• [Work to do]:
[a] According to the forum thread, why was the US crank pulley kept during the engine swap?
[b] Summarize the forum thread in two sentences.

• [Source excerpt]:
* START *

# My b14 aka the PaNDA!



## Sentra_TT (Jun 8, 2004)

JDM ga16de swap- use the US throttle body because JDM has 2 wires instead of 3 , block off the EGR and sensor, had to keep the Us crank pully because the JDM GA uses a skinnier pully

k&n adapter filter
exhaust
HAD a Nx kit

Here are few pics of my car

Before swap:










After:



















Exterior:


----------



## snoop (Jun 13, 2005)

looks way clean, good work.


----------



## Sentra_TT (Jun 8, 2004)

thank you i could use some new paint in the front bumper and grill but end of this year im gonna get it painted over same color till i get the body parts i really want


----------



## Sentra_TT (Jun 8, 2004)

hey snoop how much did the port and polish run u and was it worth it?


----------



## snoop (Jun 13, 2005)

1500, I would say no. It made the car sound sick as shit but 1500$ for the power increase not really worth it.


----------



## Divo25 (Jan 3, 2007)

stock wheels or after market?


----------



## Nismo240 (Jul 24, 2004)

clean ass car bro, if you get some wheels, slam it, and shave the side moldings, it'll look super nice.

* END *

[Dataset records]
* START *

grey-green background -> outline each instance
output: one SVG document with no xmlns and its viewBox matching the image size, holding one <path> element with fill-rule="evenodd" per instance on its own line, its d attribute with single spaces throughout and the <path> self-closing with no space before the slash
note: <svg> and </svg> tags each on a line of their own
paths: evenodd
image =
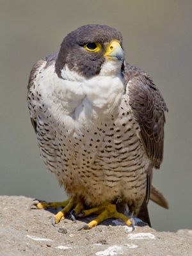
<svg viewBox="0 0 192 256">
<path fill-rule="evenodd" d="M 26 104 L 33 63 L 79 26 L 101 24 L 124 36 L 126 61 L 152 77 L 169 108 L 164 161 L 153 183 L 170 209 L 149 204 L 158 230 L 192 228 L 192 1 L 0 1 L 0 194 L 47 201 L 66 195 L 39 157 Z M 13 216 L 14 218 L 14 216 Z"/>
</svg>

* END *

• [Responses for each task]:
[a] The JDM GA uses a skinnier pulley.

[b] A poster describes a JDM GA16DE swap in a B14, using the US throttle body, blocking off the EGR and sensor, and keeping the US crank pulley, along with a K&N adapter filter and exhaust. Replies call the car clean, and one member reports that a $1,500 port and polish was not worth it for the power increase.